#### Text passage:
The NSF activity in the area of Human Centered Systems is a broad research area that addresses the development of scientific and engineering methods to support the construction and evaluation of complex technological systems that support fundamental human activities such as communication, interaction, visualization, planning and management, creating, monitoring, collaboration, information extraction, education/training, business, etc.

There are four complementary goals:

a) to scale up current technology in order to support (reliably and cost effectively) human centered activities

b) to develop new and revolutionary technology that expands the space of current human activities

c) to expand our understanding of human behavior and needs in view of the changing environments

d) to increase the understanding of the effect of technology on human life

This effort expands and substantially generalizes existing notions of "human-computer interaction " and "user interface design" as core activities of Human-Centered Systems. While still important, this initiative also includes many fundamental topics in computing, communications, epistemology, and language that emerge from the need to develop complex computational/communication frameworks for supporting diverse human activities. In fact, one of the main goals of this initiative is to create an interdisciplinary program that fuses ideas and methods from engineering (e.g., computer science and electrical engineering) and behavioral sciences (e.g., psychology, economics, social informatics)

Initiatives in the area of Human-Centered Systems can be organized around "Grand Problems" in substantive areas such as education, health care, aviation, transportation, collaborative research and development, and political activism/participative democracy. Part of the solution is the engineering of human-centered information technology (i.e., building such complex systems as digital libraries, cockpits, and large-scale information systems). The analysis, design, construction, and evaluation of such human-centered engineered systems rests on three interrelated and equally important activities: (1) human-centered design methodologies that incorporate principles and methods for the modeling, design, and evaluation of open, adaptive, flexible, and effective human-machine systems; (2) technological developments that enable key capabilities (e.g., text to speech technologies for natural and effective auditory verbal feedback); and (3) behavioral and social science advances in theory and method for the analysis and modeling of human performance and behavior from physical, cognitive, affective, social, and organizational perspectives.

#### Extracted material:
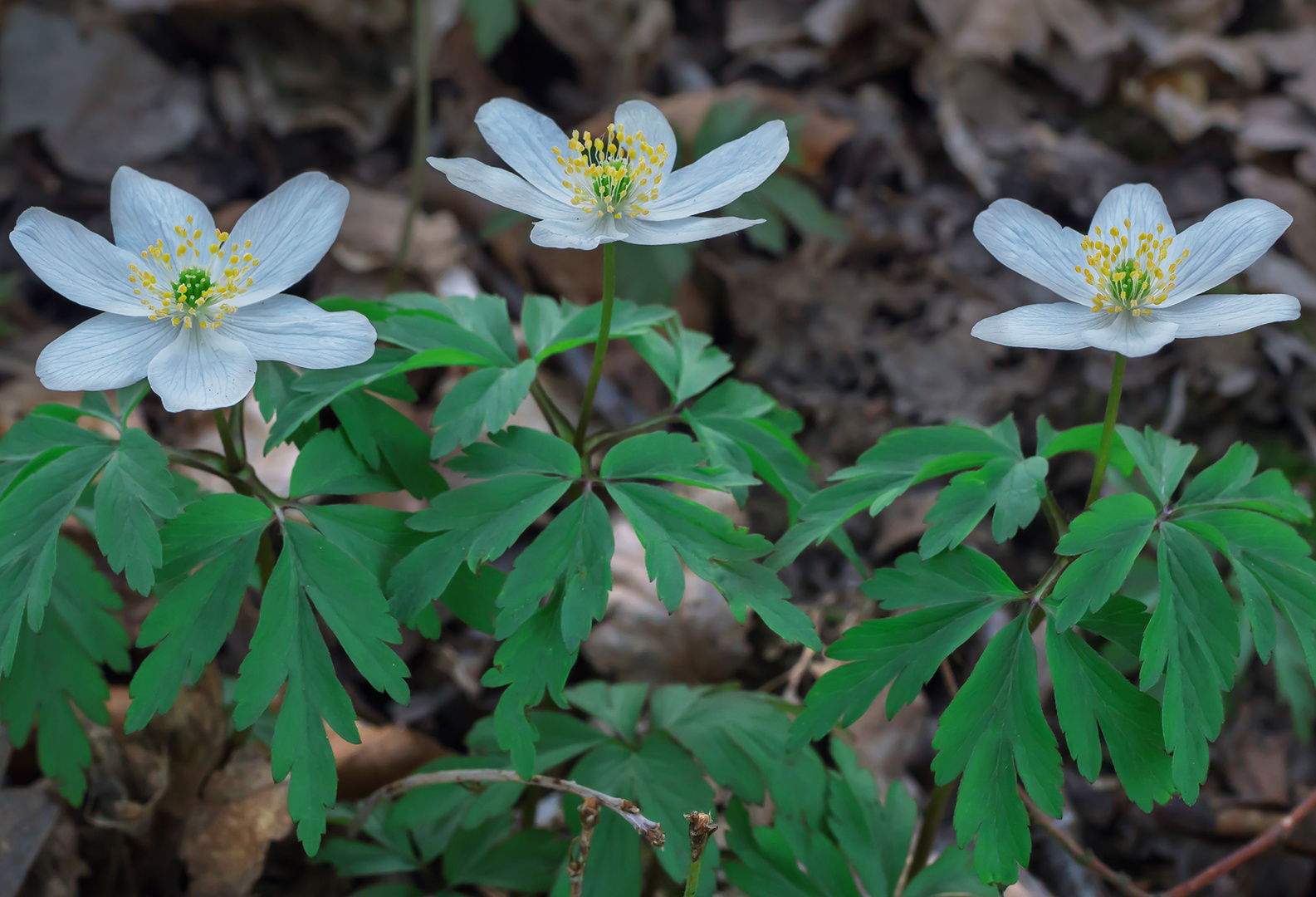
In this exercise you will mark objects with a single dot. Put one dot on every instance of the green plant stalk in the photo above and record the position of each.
(420, 139)
(1103, 449)
(600, 346)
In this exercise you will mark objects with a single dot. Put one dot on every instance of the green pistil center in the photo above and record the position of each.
(193, 286)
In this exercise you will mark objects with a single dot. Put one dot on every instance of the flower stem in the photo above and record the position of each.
(1103, 449)
(420, 136)
(600, 346)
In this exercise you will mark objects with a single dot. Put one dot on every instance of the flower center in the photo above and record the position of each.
(609, 175)
(1136, 281)
(196, 292)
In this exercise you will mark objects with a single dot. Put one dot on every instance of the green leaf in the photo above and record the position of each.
(666, 784)
(1192, 639)
(666, 456)
(1088, 438)
(1014, 488)
(492, 22)
(962, 586)
(717, 551)
(389, 442)
(738, 737)
(378, 537)
(482, 399)
(315, 389)
(616, 705)
(551, 327)
(517, 449)
(1230, 483)
(902, 458)
(60, 668)
(133, 492)
(482, 521)
(328, 467)
(531, 663)
(686, 361)
(208, 555)
(1090, 693)
(38, 501)
(1107, 539)
(287, 647)
(742, 429)
(992, 730)
(1161, 458)
(573, 552)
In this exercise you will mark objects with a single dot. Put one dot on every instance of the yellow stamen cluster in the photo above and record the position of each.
(612, 173)
(1129, 277)
(180, 286)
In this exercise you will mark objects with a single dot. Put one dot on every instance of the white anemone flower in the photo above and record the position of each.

#### Directions:
**1)** In the passage on Human-Centered Systems, list every substantive area named as a place where "Grand Problems" can be organized.
**2)** Extend the passage on Human-Centered Systems with a continuation that starts after its final sentence.
The records aren't needed for this work.

#### Answers in order:
**1)**
- education
- health care
- aviation
- transportation
- collaborative research and development
- political activism/participative democracy

**2)**
General characteristics of technological systems that are human-centered include:

They take into account human perceptual and motor capabilities and limitations

They support actual practice (real behavior in real tasks) effectively

They are flexible rather than rigid -- can be used in a variety of ways and do not

unnecessarily constrain the user(s)

 They are adaptive and context-sensitive to the changing needs of the user(s)

 They are open and inspectable so that they can be understood by user(s)

They are engaging and enjoyable

Design and evaluation is fundamentally iterative and longitudinal; new technology

fundamentally changes the nature of tasks and needs to be examined carefully in the

context of real practice over time

In this section of this report, we focus on communication and collaboration in the context of human-centered systems. Indeed, it can be argued that collaboration is fundamental to a human-centered design stance, or even that collaboration is fundamental to intelligence (Goody, 1995). Here we discuss both human-computer interaction as a type of collaboration and information technology as a medium for human collaboration.

1. Introduction

Communication and collaboration are important components of a comprehensive approach to the analysis, design, and evaluation of Human-Centered Systems. Indeed, it may be argued that collaboration is a fundamental part of effective decision making and problem solving in complex environments. We loosely define communication as the exchange of messages or information among multiple agents and collaboration as the creation of shared understanding (Schrage, 1990) or joint progress towards one or more goals shared by multiple agents. The "agents" of interest are humans and computers (in particular, software programs that interact directly with people). A wide variety of disciplines are relevant in addressing these issues, including linguistics, artificial intelligence, psychology, sociology, information systems, networking, multimedia, and organizational behavior and communication. Distributed artificial intelligence, multi-agent systems, human-computer interaction, computer-supported cooperative work, and computational and mathematical organizational modeling are relevant interdisciplinary specializations that have achieved recognition recently in the academic community.

1.1. Varieties and Characteristics of Communication and Collaboration

Why do people collaborate? Schmidt (1994) offers three fundamental reasons for cooperative work: augmentative (there is too much work for one agent; e.g., lifting a heavy object), integrative (integration of different techniques and expertise, as in concurrent engineering), and debative (debate among different perspectives, as in scientific discourse). There are also social incentives for group work, such as (a) knowing that others depend on you may motivate you to do your part or (b) working in a team is more fun and offers possibilities for friendship and so on. There is also a vast social science literature on critical mass theory, the diffusion of technology, and cultural appropriation of technological artifacts that is relevant for analyzing how and why communication technologies are appropriated and absorbed into practice. For example, "Web presence" is increasingly important as a means for advertising, information exchange, and participating in a community of practice.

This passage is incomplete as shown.